TEXT SECTION:
*** Begin section ***
Local courts blocking the site visit, they say, could be viewed to be frustrating a case in Scotland, a move that violates cooperation between the two countries.

“The dispute between the parties as relates to the respondents’ claim against the applicant is being litigated before the Scottish Court to whose jurisdiction the parties have willingly submitted and thus constitutes lis alibi pendens, which prohibits any purported submission contemporaneously of the same before this court as a violation of international comity,” they argue.

“There is therefore no dispute between the parties over which this court has jurisdiction wherefore there is no legal basis upon which the application should be entertained by this court.”

The Supreme Court will now determine whether situations like that of the James Finlay workers, who are seeking to collect evidence for a lawsuit filed in another country, must involve local courts.

Gaps in law

But perhaps the case could be an eye-opener for Kenya’s lawmakers, who are tasked with closing any gaps arising in law, such as that present in the Foreign Judgments (Reciprocal Enforcement) Orders Act.
*** End section ***
TASK INSTRUCTIONS:
List every proper name that appears in the excerpt about the James Finlay workers' case, in the order they first occur. The entries have nothing to do with the excerpt.

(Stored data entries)
*** Begin section ***
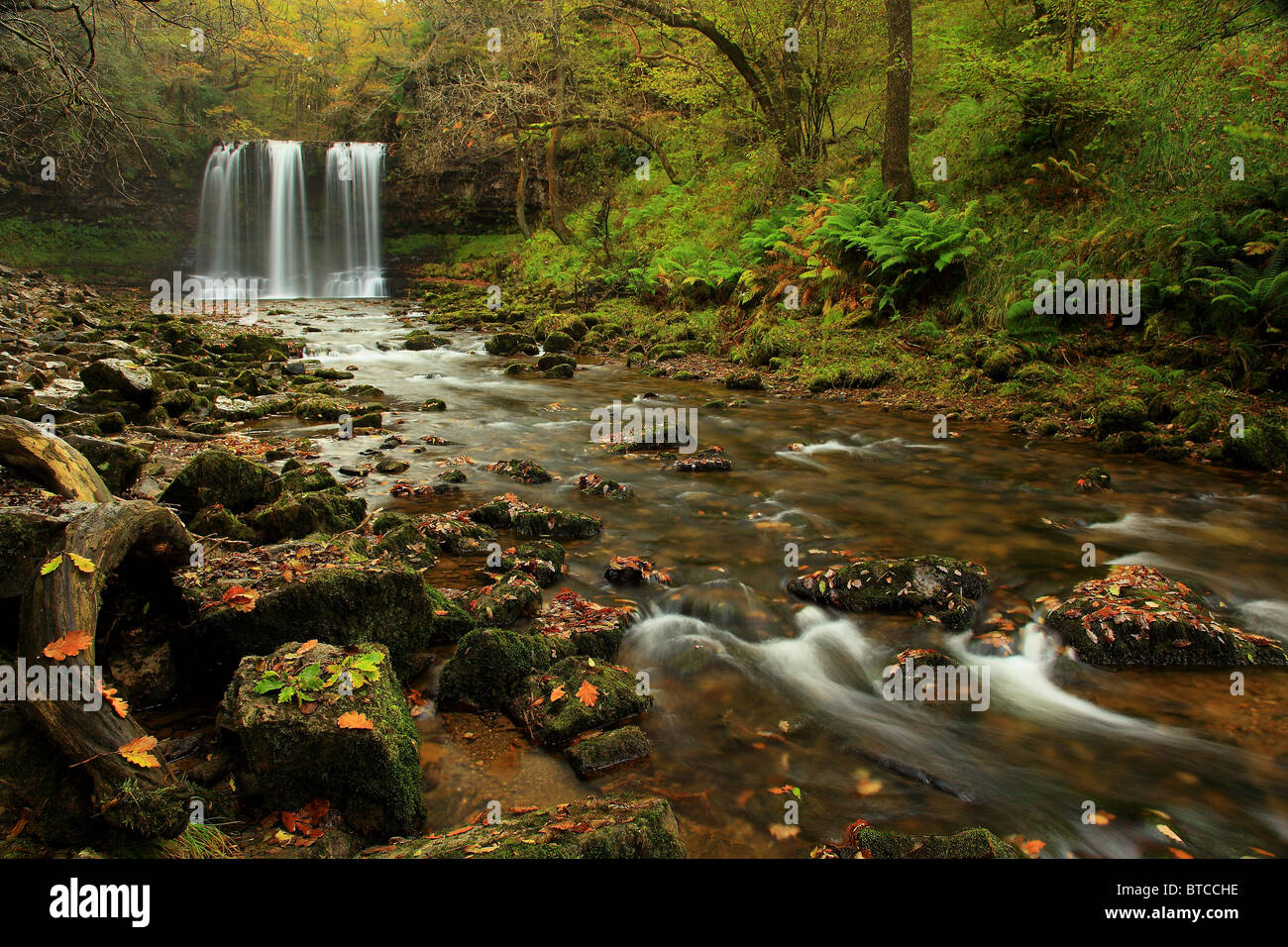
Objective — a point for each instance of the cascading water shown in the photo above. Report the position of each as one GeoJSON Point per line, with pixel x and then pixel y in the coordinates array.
{"type": "Point", "coordinates": [256, 222]}
{"type": "Point", "coordinates": [353, 172]}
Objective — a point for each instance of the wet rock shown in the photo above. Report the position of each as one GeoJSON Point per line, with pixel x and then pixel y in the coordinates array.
{"type": "Point", "coordinates": [370, 774]}
{"type": "Point", "coordinates": [593, 484]}
{"type": "Point", "coordinates": [511, 344]}
{"type": "Point", "coordinates": [601, 827]}
{"type": "Point", "coordinates": [299, 515]}
{"type": "Point", "coordinates": [872, 843]}
{"type": "Point", "coordinates": [939, 586]}
{"type": "Point", "coordinates": [575, 696]}
{"type": "Point", "coordinates": [1094, 479]}
{"type": "Point", "coordinates": [121, 376]}
{"type": "Point", "coordinates": [420, 339]}
{"type": "Point", "coordinates": [712, 459]}
{"type": "Point", "coordinates": [219, 476]}
{"type": "Point", "coordinates": [1137, 616]}
{"type": "Point", "coordinates": [117, 464]}
{"type": "Point", "coordinates": [520, 471]}
{"type": "Point", "coordinates": [587, 628]}
{"type": "Point", "coordinates": [634, 570]}
{"type": "Point", "coordinates": [542, 560]}
{"type": "Point", "coordinates": [514, 595]}
{"type": "Point", "coordinates": [745, 381]}
{"type": "Point", "coordinates": [606, 750]}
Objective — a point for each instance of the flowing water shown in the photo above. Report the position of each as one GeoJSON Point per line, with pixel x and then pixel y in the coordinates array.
{"type": "Point", "coordinates": [755, 690]}
{"type": "Point", "coordinates": [257, 224]}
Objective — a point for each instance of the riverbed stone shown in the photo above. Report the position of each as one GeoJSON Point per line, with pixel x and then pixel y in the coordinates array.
{"type": "Point", "coordinates": [1137, 616]}
{"type": "Point", "coordinates": [939, 586]}
{"type": "Point", "coordinates": [370, 774]}
{"type": "Point", "coordinates": [222, 476]}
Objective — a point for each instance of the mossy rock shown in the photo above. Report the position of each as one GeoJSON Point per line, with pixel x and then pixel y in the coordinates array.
{"type": "Point", "coordinates": [351, 604]}
{"type": "Point", "coordinates": [1116, 415]}
{"type": "Point", "coordinates": [220, 476]}
{"type": "Point", "coordinates": [969, 843]}
{"type": "Point", "coordinates": [640, 827]}
{"type": "Point", "coordinates": [372, 776]}
{"type": "Point", "coordinates": [608, 697]}
{"type": "Point", "coordinates": [606, 750]}
{"type": "Point", "coordinates": [489, 664]}
{"type": "Point", "coordinates": [1137, 616]}
{"type": "Point", "coordinates": [940, 586]}
{"type": "Point", "coordinates": [296, 517]}
{"type": "Point", "coordinates": [307, 478]}
{"type": "Point", "coordinates": [215, 521]}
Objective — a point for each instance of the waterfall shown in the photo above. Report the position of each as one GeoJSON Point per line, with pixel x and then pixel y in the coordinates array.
{"type": "Point", "coordinates": [353, 174]}
{"type": "Point", "coordinates": [256, 224]}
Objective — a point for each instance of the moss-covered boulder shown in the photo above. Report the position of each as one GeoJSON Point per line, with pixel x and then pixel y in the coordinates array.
{"type": "Point", "coordinates": [514, 595]}
{"type": "Point", "coordinates": [299, 515]}
{"type": "Point", "coordinates": [874, 843]}
{"type": "Point", "coordinates": [489, 664]}
{"type": "Point", "coordinates": [348, 604]}
{"type": "Point", "coordinates": [320, 723]}
{"type": "Point", "coordinates": [575, 696]}
{"type": "Point", "coordinates": [1117, 415]}
{"type": "Point", "coordinates": [600, 827]}
{"type": "Point", "coordinates": [1137, 616]}
{"type": "Point", "coordinates": [220, 476]}
{"type": "Point", "coordinates": [606, 750]}
{"type": "Point", "coordinates": [935, 585]}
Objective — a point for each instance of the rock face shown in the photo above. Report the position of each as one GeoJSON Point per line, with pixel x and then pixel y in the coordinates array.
{"type": "Point", "coordinates": [369, 768]}
{"type": "Point", "coordinates": [1137, 616]}
{"type": "Point", "coordinates": [220, 476]}
{"type": "Point", "coordinates": [941, 587]}
{"type": "Point", "coordinates": [642, 827]}
{"type": "Point", "coordinates": [123, 377]}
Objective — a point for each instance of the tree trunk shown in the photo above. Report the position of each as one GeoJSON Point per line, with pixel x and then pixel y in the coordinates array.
{"type": "Point", "coordinates": [896, 169]}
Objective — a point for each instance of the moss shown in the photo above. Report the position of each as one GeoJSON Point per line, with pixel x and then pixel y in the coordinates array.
{"type": "Point", "coordinates": [1121, 414]}
{"type": "Point", "coordinates": [488, 665]}
{"type": "Point", "coordinates": [223, 478]}
{"type": "Point", "coordinates": [606, 750]}
{"type": "Point", "coordinates": [944, 587]}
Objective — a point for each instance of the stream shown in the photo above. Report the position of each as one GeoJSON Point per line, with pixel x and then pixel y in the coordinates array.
{"type": "Point", "coordinates": [755, 690]}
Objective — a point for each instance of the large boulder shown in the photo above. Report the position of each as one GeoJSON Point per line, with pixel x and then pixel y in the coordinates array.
{"type": "Point", "coordinates": [121, 376]}
{"type": "Point", "coordinates": [220, 476]}
{"type": "Point", "coordinates": [604, 827]}
{"type": "Point", "coordinates": [938, 586]}
{"type": "Point", "coordinates": [322, 723]}
{"type": "Point", "coordinates": [1137, 616]}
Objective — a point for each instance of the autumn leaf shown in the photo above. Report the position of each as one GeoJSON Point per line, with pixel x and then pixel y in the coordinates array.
{"type": "Point", "coordinates": [119, 705]}
{"type": "Point", "coordinates": [137, 751]}
{"type": "Point", "coordinates": [353, 720]}
{"type": "Point", "coordinates": [241, 599]}
{"type": "Point", "coordinates": [71, 643]}
{"type": "Point", "coordinates": [81, 562]}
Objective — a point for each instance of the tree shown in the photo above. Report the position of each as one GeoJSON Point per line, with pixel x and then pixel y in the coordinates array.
{"type": "Point", "coordinates": [896, 169]}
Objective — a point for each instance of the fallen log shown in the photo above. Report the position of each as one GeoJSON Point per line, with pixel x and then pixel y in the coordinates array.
{"type": "Point", "coordinates": [50, 460]}
{"type": "Point", "coordinates": [65, 598]}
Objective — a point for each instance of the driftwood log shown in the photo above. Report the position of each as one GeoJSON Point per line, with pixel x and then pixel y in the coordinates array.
{"type": "Point", "coordinates": [67, 598]}
{"type": "Point", "coordinates": [51, 462]}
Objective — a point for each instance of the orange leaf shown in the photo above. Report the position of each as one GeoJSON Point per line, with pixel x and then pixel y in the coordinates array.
{"type": "Point", "coordinates": [137, 751]}
{"type": "Point", "coordinates": [353, 720]}
{"type": "Point", "coordinates": [71, 643]}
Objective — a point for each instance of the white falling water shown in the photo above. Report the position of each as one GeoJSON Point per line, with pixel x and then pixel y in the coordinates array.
{"type": "Point", "coordinates": [254, 222]}
{"type": "Point", "coordinates": [353, 172]}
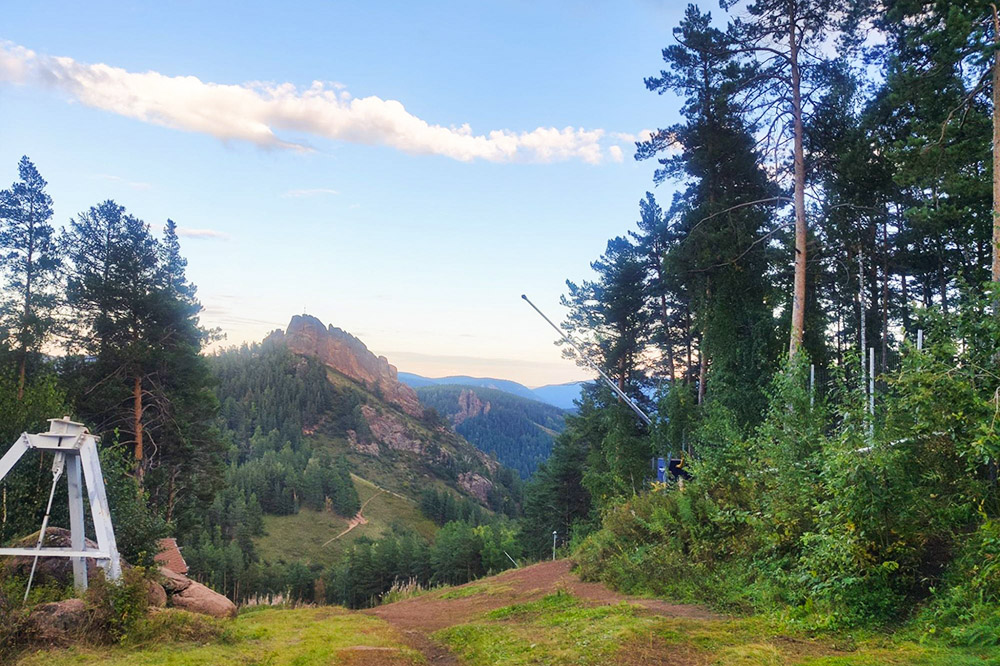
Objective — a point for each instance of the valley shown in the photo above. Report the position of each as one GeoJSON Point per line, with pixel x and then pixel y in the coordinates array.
{"type": "Point", "coordinates": [540, 614]}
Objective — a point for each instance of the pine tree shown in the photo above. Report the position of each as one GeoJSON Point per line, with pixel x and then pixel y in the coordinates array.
{"type": "Point", "coordinates": [31, 262]}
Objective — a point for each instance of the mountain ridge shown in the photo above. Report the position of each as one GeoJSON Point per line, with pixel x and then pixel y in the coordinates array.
{"type": "Point", "coordinates": [562, 396]}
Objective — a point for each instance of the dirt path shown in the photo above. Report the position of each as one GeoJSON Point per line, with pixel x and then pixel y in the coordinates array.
{"type": "Point", "coordinates": [358, 519]}
{"type": "Point", "coordinates": [421, 616]}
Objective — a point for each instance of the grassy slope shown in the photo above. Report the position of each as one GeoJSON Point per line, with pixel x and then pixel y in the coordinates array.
{"type": "Point", "coordinates": [555, 629]}
{"type": "Point", "coordinates": [302, 637]}
{"type": "Point", "coordinates": [301, 537]}
{"type": "Point", "coordinates": [560, 629]}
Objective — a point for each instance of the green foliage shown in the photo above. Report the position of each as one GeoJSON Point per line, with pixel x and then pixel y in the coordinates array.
{"type": "Point", "coordinates": [517, 431]}
{"type": "Point", "coordinates": [137, 525]}
{"type": "Point", "coordinates": [116, 608]}
{"type": "Point", "coordinates": [829, 516]}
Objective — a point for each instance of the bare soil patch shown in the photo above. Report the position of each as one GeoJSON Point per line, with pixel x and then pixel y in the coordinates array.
{"type": "Point", "coordinates": [421, 616]}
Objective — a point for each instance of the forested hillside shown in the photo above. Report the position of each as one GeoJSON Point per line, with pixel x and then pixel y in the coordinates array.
{"type": "Point", "coordinates": [298, 430]}
{"type": "Point", "coordinates": [819, 303]}
{"type": "Point", "coordinates": [519, 432]}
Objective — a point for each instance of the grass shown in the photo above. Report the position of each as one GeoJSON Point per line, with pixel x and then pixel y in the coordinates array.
{"type": "Point", "coordinates": [473, 589]}
{"type": "Point", "coordinates": [301, 537]}
{"type": "Point", "coordinates": [560, 629]}
{"type": "Point", "coordinates": [271, 637]}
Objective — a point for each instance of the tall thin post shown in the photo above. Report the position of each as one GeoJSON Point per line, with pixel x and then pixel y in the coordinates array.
{"type": "Point", "coordinates": [812, 384]}
{"type": "Point", "coordinates": [862, 337]}
{"type": "Point", "coordinates": [871, 391]}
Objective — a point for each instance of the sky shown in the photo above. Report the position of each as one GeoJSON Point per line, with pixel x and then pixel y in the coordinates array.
{"type": "Point", "coordinates": [404, 171]}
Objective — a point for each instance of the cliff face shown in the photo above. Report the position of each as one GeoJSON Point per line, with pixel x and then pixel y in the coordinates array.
{"type": "Point", "coordinates": [349, 356]}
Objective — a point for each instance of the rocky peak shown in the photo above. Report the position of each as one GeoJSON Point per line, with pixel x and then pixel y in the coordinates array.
{"type": "Point", "coordinates": [341, 351]}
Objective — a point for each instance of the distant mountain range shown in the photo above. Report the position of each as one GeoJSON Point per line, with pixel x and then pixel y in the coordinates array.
{"type": "Point", "coordinates": [558, 395]}
{"type": "Point", "coordinates": [518, 431]}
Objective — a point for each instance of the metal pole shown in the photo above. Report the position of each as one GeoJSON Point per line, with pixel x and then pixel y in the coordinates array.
{"type": "Point", "coordinates": [57, 467]}
{"type": "Point", "coordinates": [871, 381]}
{"type": "Point", "coordinates": [614, 387]}
{"type": "Point", "coordinates": [861, 308]}
{"type": "Point", "coordinates": [871, 393]}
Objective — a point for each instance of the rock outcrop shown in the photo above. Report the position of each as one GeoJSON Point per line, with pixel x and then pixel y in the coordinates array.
{"type": "Point", "coordinates": [349, 356]}
{"type": "Point", "coordinates": [57, 570]}
{"type": "Point", "coordinates": [476, 485]}
{"type": "Point", "coordinates": [391, 431]}
{"type": "Point", "coordinates": [192, 596]}
{"type": "Point", "coordinates": [58, 622]}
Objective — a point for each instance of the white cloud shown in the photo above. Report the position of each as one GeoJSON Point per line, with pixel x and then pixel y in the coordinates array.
{"type": "Point", "coordinates": [135, 185]}
{"type": "Point", "coordinates": [318, 191]}
{"type": "Point", "coordinates": [256, 112]}
{"type": "Point", "coordinates": [202, 234]}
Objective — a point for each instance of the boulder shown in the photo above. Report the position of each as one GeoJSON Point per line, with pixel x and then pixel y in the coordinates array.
{"type": "Point", "coordinates": [174, 582]}
{"type": "Point", "coordinates": [197, 598]}
{"type": "Point", "coordinates": [58, 622]}
{"type": "Point", "coordinates": [57, 570]}
{"type": "Point", "coordinates": [156, 595]}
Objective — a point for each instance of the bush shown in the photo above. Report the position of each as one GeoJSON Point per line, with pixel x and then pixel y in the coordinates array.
{"type": "Point", "coordinates": [116, 608]}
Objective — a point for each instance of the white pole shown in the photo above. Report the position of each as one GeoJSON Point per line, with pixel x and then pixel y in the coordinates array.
{"type": "Point", "coordinates": [871, 392]}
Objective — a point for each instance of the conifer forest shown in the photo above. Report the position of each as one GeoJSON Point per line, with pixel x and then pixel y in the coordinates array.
{"type": "Point", "coordinates": [806, 303]}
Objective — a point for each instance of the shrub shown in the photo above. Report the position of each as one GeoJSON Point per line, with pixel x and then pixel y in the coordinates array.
{"type": "Point", "coordinates": [116, 608]}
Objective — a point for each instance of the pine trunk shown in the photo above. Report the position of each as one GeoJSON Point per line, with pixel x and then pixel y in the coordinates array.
{"type": "Point", "coordinates": [995, 272]}
{"type": "Point", "coordinates": [137, 427]}
{"type": "Point", "coordinates": [799, 292]}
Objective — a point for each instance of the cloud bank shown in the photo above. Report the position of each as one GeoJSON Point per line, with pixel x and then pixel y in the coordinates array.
{"type": "Point", "coordinates": [264, 113]}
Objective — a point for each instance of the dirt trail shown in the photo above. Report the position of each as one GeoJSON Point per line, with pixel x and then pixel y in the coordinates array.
{"type": "Point", "coordinates": [419, 617]}
{"type": "Point", "coordinates": [358, 519]}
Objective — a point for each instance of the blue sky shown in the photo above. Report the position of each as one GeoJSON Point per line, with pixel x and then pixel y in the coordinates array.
{"type": "Point", "coordinates": [316, 158]}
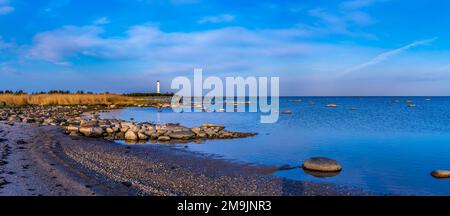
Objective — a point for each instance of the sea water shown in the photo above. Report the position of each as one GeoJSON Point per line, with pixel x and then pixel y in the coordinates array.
{"type": "Point", "coordinates": [384, 145]}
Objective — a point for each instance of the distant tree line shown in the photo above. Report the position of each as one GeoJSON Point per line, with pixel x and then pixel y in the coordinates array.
{"type": "Point", "coordinates": [149, 95]}
{"type": "Point", "coordinates": [21, 92]}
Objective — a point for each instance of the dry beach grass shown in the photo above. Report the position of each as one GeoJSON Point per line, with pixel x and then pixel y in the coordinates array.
{"type": "Point", "coordinates": [65, 99]}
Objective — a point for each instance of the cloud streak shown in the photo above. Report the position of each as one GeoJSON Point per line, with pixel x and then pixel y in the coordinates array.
{"type": "Point", "coordinates": [5, 8]}
{"type": "Point", "coordinates": [217, 19]}
{"type": "Point", "coordinates": [387, 55]}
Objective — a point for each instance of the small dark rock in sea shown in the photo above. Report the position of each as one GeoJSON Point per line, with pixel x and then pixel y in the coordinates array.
{"type": "Point", "coordinates": [3, 182]}
{"type": "Point", "coordinates": [319, 174]}
{"type": "Point", "coordinates": [128, 184]}
{"type": "Point", "coordinates": [441, 173]}
{"type": "Point", "coordinates": [21, 142]}
{"type": "Point", "coordinates": [322, 164]}
{"type": "Point", "coordinates": [286, 167]}
{"type": "Point", "coordinates": [286, 112]}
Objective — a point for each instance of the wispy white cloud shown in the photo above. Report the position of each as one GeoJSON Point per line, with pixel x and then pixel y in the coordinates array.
{"type": "Point", "coordinates": [159, 51]}
{"type": "Point", "coordinates": [102, 21]}
{"type": "Point", "coordinates": [387, 55]}
{"type": "Point", "coordinates": [341, 23]}
{"type": "Point", "coordinates": [217, 19]}
{"type": "Point", "coordinates": [5, 7]}
{"type": "Point", "coordinates": [358, 4]}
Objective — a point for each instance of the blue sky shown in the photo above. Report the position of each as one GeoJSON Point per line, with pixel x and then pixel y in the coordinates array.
{"type": "Point", "coordinates": [316, 47]}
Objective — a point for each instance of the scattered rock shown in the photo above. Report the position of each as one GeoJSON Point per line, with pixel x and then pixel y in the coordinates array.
{"type": "Point", "coordinates": [286, 112]}
{"type": "Point", "coordinates": [441, 173]}
{"type": "Point", "coordinates": [322, 164]}
{"type": "Point", "coordinates": [183, 135]}
{"type": "Point", "coordinates": [130, 135]}
{"type": "Point", "coordinates": [163, 138]}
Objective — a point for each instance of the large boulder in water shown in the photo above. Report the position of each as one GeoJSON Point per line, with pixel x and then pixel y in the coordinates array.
{"type": "Point", "coordinates": [322, 164]}
{"type": "Point", "coordinates": [441, 173]}
{"type": "Point", "coordinates": [130, 135]}
{"type": "Point", "coordinates": [182, 135]}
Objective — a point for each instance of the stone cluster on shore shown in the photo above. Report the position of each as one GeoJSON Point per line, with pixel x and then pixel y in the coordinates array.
{"type": "Point", "coordinates": [115, 129]}
{"type": "Point", "coordinates": [76, 122]}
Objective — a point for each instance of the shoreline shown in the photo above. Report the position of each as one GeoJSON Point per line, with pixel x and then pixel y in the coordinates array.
{"type": "Point", "coordinates": [42, 160]}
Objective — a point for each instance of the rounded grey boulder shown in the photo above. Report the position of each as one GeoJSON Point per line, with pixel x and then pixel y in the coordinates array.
{"type": "Point", "coordinates": [322, 164]}
{"type": "Point", "coordinates": [441, 173]}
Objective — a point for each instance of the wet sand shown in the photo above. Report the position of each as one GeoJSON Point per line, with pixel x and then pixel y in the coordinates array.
{"type": "Point", "coordinates": [45, 161]}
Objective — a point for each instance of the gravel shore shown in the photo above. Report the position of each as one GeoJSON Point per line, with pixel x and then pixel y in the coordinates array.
{"type": "Point", "coordinates": [42, 160]}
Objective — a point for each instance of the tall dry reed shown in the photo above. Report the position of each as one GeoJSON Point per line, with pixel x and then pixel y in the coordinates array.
{"type": "Point", "coordinates": [65, 99]}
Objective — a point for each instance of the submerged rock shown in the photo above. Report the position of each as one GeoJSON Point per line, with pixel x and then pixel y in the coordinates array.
{"type": "Point", "coordinates": [164, 138]}
{"type": "Point", "coordinates": [322, 164]}
{"type": "Point", "coordinates": [286, 112]}
{"type": "Point", "coordinates": [441, 173]}
{"type": "Point", "coordinates": [130, 135]}
{"type": "Point", "coordinates": [183, 135]}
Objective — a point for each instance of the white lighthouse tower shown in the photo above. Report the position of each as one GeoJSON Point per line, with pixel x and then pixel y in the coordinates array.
{"type": "Point", "coordinates": [158, 87]}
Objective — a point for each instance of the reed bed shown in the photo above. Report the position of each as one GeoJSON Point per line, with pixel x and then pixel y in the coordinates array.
{"type": "Point", "coordinates": [64, 99]}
*** End section ***
ANSWER BELOW:
Scotland
the Scottish Court
the Supreme Court
James Finlay
Kenya
the Foreign Judgments (Reciprocal Enforcement) Orders Act